## Task details
What is needed is an exact copy of all the records, written out in full.

※ ※ ※

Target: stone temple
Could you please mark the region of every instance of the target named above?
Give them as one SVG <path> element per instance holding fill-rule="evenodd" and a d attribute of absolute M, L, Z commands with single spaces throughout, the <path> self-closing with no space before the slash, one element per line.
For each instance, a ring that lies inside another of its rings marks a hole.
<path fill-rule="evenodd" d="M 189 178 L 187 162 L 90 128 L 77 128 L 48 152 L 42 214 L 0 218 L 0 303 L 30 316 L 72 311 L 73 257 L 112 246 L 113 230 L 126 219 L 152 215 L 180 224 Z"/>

※ ※ ※

## Written answer
Target: stone temple
Could you please mark the region of every instance of the target named above?
Give them as one SVG <path> element per instance holding fill-rule="evenodd" and a d attribute of absolute M, L, Z commands with single spaces throughout, the <path> self-closing with no space before the slash, one element per line.
For each instance, a ring that lies inside another of its rings marks a hole.
<path fill-rule="evenodd" d="M 189 178 L 187 162 L 90 128 L 77 128 L 48 152 L 42 214 L 0 218 L 0 303 L 30 316 L 72 311 L 73 257 L 112 246 L 113 230 L 126 219 L 152 215 L 180 224 Z"/>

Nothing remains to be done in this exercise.